_WORK REQUIRED_.
Give every line from the entries that contains "below".

_PROVIDED RECORDS_.
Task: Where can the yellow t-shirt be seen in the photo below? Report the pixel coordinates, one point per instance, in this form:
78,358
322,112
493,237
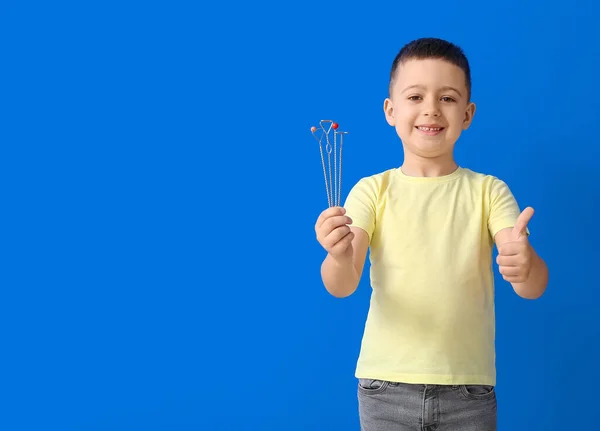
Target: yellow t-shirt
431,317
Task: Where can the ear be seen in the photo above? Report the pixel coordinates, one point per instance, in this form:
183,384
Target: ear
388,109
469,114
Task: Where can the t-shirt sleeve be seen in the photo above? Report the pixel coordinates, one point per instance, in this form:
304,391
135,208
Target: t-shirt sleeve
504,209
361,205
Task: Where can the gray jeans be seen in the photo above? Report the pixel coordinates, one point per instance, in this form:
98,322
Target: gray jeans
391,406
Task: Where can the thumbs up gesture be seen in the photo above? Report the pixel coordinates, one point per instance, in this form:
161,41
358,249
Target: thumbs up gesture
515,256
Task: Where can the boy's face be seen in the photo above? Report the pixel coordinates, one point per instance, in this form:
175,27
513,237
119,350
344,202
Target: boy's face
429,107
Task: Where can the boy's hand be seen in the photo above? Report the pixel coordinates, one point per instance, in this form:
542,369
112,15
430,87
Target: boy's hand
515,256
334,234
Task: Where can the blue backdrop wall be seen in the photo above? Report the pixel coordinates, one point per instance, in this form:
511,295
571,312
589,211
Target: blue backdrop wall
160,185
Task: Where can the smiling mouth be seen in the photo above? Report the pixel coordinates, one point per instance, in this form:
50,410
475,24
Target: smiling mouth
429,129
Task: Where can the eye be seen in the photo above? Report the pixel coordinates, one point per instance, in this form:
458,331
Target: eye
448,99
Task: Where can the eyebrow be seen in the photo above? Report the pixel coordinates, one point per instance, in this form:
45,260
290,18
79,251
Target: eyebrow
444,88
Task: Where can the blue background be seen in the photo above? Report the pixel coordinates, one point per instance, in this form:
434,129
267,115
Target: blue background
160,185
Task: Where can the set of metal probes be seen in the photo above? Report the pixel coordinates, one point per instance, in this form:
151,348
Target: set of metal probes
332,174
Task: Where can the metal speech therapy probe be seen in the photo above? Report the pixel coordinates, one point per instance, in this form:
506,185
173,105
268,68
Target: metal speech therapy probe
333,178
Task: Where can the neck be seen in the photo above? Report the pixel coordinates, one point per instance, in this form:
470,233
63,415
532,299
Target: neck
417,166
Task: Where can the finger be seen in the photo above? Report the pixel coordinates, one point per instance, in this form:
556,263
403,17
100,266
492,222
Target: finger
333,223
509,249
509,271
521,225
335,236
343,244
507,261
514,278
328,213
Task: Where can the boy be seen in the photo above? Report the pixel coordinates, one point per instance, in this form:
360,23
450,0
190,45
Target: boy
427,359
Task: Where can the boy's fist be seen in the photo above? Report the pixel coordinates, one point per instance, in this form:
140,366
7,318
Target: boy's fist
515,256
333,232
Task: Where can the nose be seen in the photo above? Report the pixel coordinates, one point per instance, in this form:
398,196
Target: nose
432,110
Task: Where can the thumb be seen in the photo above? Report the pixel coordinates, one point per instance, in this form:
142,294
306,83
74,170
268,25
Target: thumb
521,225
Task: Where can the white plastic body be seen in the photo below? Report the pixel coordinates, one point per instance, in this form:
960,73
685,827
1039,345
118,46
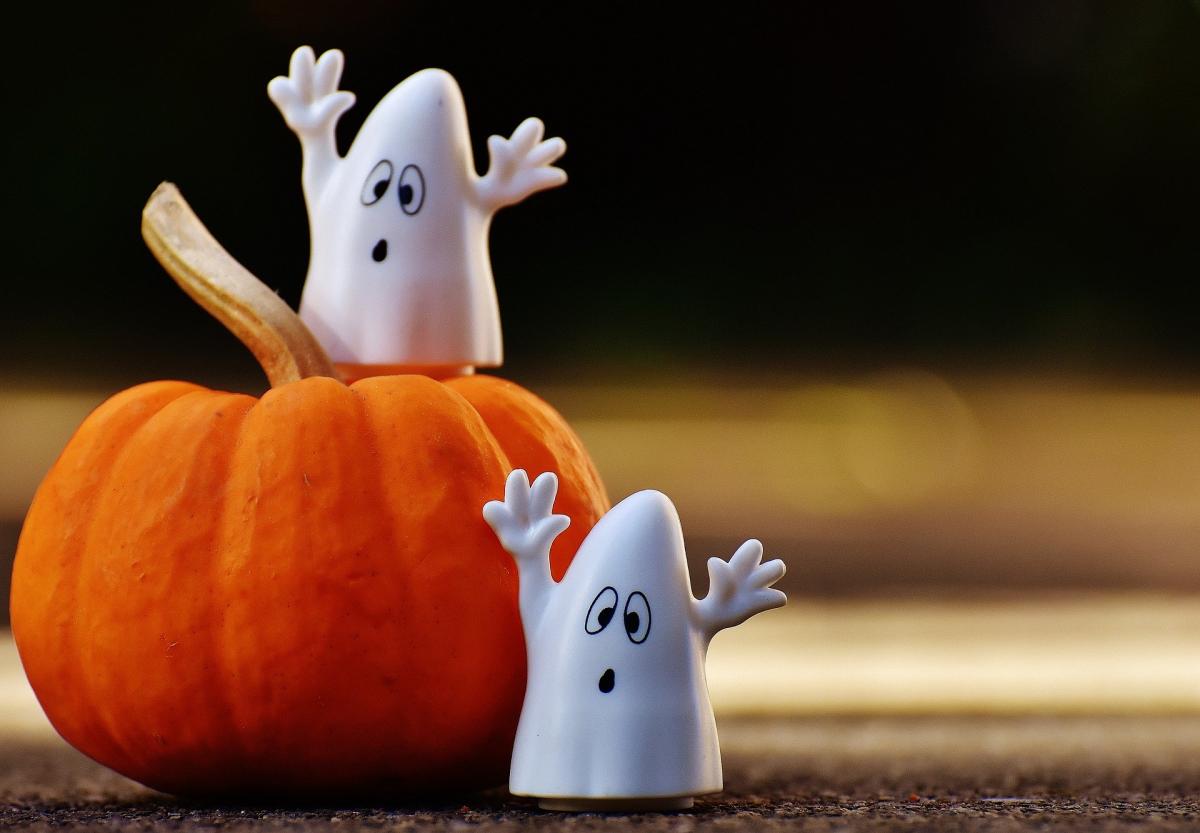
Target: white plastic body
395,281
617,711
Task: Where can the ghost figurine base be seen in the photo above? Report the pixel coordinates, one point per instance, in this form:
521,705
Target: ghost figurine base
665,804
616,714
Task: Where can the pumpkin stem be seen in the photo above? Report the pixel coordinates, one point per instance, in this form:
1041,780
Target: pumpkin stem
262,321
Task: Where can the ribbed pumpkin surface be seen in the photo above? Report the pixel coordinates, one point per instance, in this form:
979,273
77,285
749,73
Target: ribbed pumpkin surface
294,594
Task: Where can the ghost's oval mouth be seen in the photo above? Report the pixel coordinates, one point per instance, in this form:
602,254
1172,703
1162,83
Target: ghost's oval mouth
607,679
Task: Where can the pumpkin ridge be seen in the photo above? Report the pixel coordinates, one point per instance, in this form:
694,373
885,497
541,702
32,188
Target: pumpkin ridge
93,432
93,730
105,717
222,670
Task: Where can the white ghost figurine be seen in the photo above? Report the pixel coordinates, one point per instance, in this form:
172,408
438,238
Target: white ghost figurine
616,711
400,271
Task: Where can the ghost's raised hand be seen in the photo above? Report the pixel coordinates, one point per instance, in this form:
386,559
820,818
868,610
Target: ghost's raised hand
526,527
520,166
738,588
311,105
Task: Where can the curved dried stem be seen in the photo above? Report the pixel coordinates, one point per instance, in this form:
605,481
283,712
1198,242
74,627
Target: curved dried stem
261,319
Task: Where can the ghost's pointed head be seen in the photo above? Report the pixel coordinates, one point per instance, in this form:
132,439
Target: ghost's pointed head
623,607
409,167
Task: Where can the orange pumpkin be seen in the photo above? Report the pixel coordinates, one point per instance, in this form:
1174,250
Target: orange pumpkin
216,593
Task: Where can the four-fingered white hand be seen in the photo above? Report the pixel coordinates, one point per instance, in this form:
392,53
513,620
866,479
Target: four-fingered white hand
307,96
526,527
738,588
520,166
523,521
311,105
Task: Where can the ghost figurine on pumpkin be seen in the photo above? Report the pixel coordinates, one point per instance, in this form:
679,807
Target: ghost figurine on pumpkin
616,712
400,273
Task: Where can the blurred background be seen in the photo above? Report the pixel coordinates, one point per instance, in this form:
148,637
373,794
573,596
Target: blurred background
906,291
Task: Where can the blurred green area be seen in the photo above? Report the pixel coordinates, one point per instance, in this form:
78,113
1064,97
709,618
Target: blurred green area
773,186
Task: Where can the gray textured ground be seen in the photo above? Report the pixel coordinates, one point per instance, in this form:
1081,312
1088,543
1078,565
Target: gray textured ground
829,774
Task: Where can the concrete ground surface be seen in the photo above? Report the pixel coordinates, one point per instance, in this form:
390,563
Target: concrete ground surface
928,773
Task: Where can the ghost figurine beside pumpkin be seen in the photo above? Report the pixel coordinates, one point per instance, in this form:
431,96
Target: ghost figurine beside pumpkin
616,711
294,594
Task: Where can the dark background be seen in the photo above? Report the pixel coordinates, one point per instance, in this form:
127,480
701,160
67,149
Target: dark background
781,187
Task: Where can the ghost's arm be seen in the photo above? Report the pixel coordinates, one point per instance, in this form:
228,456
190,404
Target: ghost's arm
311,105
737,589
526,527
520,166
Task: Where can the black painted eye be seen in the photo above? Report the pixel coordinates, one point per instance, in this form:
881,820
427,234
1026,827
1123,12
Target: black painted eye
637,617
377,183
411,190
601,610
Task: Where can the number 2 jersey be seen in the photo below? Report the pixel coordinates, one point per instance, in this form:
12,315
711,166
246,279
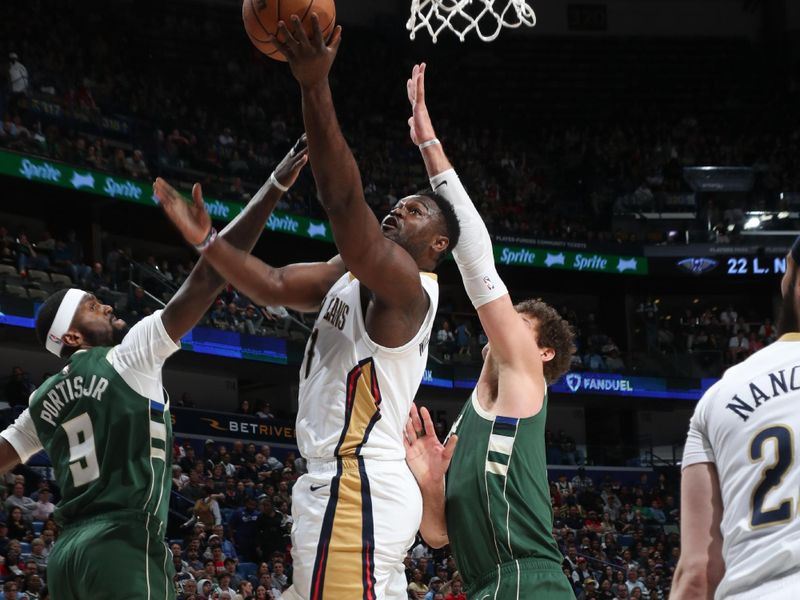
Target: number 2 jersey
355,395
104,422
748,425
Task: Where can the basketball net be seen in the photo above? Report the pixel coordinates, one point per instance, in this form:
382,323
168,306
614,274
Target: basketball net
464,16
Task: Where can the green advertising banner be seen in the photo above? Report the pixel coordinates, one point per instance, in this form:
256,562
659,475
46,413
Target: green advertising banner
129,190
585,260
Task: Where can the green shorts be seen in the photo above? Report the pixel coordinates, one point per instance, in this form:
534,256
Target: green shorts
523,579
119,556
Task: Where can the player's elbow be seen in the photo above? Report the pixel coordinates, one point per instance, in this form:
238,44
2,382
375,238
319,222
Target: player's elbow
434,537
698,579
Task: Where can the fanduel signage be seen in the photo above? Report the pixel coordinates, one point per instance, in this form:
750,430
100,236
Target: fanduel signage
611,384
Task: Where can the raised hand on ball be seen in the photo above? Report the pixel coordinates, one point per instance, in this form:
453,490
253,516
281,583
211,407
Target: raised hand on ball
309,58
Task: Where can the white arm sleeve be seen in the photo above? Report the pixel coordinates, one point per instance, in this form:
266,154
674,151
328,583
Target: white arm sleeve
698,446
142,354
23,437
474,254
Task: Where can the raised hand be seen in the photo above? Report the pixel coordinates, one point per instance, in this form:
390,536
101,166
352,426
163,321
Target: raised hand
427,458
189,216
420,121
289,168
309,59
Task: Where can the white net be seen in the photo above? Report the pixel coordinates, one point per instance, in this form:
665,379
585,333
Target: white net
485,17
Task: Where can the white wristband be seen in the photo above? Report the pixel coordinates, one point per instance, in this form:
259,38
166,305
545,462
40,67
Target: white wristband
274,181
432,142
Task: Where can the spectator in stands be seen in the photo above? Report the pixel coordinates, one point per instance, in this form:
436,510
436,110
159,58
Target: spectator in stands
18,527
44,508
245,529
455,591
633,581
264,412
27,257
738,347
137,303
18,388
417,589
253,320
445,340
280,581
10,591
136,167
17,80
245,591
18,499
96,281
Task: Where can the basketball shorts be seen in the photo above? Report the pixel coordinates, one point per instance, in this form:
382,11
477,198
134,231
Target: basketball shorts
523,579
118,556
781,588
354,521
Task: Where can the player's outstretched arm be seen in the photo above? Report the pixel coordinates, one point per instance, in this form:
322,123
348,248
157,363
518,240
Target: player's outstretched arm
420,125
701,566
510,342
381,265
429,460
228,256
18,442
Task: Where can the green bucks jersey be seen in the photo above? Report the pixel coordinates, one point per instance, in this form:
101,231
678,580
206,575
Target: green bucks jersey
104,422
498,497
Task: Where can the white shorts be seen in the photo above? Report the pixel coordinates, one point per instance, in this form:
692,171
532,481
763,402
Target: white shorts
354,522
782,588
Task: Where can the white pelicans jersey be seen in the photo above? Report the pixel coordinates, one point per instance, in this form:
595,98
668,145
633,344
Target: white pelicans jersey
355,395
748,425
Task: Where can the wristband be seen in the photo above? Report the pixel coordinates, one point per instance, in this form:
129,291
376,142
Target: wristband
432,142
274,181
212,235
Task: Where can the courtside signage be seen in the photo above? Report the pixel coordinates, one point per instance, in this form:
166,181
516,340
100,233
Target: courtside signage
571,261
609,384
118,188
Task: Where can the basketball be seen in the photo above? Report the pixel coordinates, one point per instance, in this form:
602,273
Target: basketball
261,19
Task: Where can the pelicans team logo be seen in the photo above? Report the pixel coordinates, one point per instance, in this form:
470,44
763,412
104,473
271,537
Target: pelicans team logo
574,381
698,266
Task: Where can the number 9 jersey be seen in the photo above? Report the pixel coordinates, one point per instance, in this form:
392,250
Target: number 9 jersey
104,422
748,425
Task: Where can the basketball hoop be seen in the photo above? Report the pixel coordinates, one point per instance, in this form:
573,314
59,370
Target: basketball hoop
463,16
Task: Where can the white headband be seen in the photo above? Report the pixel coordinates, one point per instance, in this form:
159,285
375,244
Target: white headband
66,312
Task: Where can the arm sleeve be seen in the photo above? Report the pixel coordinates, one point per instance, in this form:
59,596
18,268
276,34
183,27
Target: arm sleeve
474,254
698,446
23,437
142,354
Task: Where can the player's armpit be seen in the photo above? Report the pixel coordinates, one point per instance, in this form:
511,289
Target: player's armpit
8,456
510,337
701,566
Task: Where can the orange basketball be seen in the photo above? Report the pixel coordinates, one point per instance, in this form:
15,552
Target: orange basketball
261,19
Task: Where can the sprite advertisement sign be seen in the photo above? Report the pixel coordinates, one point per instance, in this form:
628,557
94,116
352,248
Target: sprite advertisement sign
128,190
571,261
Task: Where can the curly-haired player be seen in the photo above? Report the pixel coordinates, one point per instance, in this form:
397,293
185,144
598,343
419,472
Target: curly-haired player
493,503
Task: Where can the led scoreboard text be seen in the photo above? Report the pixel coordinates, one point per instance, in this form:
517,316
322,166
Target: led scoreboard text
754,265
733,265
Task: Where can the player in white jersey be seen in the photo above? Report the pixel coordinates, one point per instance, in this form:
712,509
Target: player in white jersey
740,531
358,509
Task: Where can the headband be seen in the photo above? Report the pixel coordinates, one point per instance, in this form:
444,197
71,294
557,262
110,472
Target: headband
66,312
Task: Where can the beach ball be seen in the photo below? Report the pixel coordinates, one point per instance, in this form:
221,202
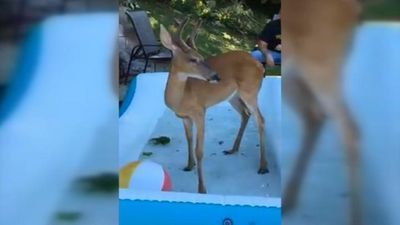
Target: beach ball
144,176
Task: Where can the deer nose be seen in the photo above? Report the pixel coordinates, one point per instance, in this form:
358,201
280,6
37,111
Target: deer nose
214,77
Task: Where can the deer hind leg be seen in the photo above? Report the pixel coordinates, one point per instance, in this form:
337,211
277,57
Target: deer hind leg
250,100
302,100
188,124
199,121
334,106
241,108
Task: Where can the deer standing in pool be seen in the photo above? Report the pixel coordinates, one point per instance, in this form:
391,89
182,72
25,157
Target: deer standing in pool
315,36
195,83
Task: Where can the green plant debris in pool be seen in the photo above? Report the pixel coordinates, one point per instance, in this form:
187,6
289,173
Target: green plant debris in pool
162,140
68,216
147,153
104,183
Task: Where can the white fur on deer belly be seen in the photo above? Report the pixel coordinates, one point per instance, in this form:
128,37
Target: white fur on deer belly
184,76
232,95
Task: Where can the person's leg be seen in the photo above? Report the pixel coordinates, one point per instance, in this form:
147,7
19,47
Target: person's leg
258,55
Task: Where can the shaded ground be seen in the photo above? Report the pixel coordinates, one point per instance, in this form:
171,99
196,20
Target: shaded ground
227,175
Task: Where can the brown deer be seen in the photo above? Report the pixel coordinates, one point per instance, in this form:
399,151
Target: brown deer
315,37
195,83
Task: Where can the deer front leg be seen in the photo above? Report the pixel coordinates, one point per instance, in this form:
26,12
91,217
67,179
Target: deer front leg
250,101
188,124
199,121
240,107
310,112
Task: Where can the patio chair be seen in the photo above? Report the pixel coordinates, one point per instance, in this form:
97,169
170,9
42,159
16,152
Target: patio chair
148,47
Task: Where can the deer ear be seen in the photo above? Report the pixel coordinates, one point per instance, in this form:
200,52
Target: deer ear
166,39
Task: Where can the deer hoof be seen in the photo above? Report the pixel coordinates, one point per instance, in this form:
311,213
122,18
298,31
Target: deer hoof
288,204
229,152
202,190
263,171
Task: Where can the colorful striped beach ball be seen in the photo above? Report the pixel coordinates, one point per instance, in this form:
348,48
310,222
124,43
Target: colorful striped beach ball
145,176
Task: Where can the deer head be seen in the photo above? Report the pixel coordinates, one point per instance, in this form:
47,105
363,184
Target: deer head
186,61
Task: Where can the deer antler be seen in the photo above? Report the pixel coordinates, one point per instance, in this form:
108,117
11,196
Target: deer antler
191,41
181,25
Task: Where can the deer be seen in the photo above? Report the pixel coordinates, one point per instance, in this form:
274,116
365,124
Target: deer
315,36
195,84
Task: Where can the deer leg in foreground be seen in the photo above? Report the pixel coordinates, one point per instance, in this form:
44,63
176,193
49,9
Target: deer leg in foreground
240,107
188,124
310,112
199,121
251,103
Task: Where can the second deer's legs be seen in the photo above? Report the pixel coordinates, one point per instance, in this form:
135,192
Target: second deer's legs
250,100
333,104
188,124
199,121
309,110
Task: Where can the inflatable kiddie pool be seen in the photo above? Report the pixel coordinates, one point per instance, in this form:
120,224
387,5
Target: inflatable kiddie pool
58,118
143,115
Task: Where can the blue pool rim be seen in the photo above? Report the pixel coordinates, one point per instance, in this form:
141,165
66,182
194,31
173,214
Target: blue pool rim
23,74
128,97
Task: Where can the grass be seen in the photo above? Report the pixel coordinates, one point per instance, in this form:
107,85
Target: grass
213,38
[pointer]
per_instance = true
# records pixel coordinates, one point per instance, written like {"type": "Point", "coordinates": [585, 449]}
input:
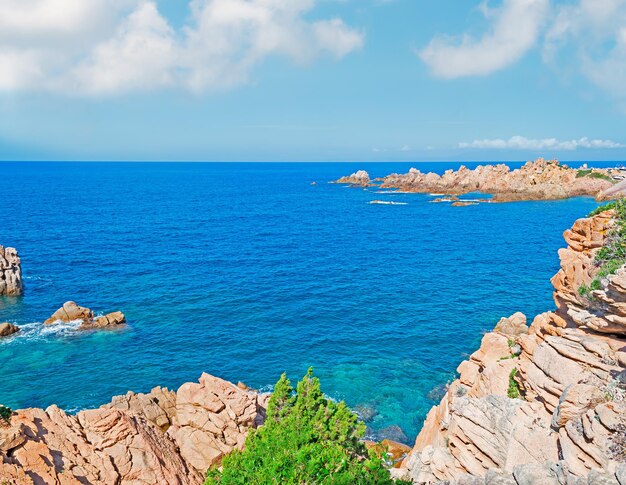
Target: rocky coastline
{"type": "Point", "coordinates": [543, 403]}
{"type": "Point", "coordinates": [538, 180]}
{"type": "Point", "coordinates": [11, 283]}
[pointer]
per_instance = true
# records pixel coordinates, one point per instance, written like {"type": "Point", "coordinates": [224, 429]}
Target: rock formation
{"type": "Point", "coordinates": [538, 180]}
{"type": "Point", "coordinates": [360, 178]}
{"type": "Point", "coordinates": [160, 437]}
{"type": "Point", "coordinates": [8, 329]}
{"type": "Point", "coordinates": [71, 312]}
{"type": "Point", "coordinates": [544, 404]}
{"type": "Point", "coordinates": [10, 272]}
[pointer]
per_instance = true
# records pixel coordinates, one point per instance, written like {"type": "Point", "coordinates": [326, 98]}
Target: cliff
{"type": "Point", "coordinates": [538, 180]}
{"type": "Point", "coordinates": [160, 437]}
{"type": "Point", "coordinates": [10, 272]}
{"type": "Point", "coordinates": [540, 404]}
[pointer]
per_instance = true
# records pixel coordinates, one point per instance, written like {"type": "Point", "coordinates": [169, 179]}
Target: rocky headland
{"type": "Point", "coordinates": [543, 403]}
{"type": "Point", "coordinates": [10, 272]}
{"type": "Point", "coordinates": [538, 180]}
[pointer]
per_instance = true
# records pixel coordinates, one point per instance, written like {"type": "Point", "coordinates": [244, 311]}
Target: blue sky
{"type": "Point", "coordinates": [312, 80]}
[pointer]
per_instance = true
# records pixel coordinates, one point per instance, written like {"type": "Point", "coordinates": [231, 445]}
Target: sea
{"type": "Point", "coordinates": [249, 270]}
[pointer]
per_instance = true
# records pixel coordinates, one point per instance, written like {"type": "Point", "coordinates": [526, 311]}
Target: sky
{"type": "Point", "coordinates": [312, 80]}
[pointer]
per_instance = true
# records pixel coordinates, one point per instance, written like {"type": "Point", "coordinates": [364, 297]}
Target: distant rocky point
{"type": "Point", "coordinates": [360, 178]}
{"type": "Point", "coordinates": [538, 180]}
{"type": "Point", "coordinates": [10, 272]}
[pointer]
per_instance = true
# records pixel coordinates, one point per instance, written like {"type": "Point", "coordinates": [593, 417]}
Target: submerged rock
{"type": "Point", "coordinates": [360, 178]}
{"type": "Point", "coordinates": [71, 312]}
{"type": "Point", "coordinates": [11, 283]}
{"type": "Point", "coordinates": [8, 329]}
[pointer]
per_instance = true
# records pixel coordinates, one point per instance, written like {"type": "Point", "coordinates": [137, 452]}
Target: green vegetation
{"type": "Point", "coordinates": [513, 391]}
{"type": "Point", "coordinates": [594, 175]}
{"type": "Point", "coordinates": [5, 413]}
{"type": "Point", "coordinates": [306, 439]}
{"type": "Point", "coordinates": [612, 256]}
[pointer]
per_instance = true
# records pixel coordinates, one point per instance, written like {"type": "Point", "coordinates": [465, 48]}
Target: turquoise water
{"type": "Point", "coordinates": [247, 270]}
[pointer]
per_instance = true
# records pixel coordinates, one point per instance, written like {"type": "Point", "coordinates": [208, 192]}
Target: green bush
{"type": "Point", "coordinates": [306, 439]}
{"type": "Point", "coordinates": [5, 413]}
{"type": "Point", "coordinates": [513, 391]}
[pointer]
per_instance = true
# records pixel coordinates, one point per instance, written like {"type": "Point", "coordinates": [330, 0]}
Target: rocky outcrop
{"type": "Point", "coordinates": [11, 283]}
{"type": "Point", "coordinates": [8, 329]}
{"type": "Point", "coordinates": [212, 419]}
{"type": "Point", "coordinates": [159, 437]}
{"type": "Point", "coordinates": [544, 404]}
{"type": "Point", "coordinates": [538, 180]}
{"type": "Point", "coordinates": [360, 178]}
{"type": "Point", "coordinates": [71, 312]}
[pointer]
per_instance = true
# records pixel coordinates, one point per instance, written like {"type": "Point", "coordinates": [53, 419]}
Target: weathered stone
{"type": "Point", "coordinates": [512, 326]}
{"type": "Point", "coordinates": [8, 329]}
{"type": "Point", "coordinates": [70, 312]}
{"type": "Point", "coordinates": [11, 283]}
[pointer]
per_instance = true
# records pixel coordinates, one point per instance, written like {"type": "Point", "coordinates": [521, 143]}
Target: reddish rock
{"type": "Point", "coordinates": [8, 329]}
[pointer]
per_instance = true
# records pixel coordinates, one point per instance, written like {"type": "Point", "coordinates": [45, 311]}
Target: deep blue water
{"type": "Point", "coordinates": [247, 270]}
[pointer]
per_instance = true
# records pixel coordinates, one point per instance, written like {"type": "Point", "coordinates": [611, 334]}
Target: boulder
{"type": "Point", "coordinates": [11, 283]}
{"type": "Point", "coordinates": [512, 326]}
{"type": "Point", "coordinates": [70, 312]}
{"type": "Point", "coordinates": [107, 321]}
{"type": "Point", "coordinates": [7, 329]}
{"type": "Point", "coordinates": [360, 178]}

_OUTPUT_.
Task: Where can the yellow t-shirt be seen in the photo below? Report the pixel coordinates, one point per instance, in this form:
Task: Where can the white plastic body be seen in the photo below? Report the pixel coordinates, one point per instance, in this form:
Task: Where can the number 2 jersey be seen in the photo below? Report the pixel coordinates, one point per instance, in this form:
Task: Where can the beach ball be seen in the photo below? Report the pixel coordinates, one point per instance, in this form:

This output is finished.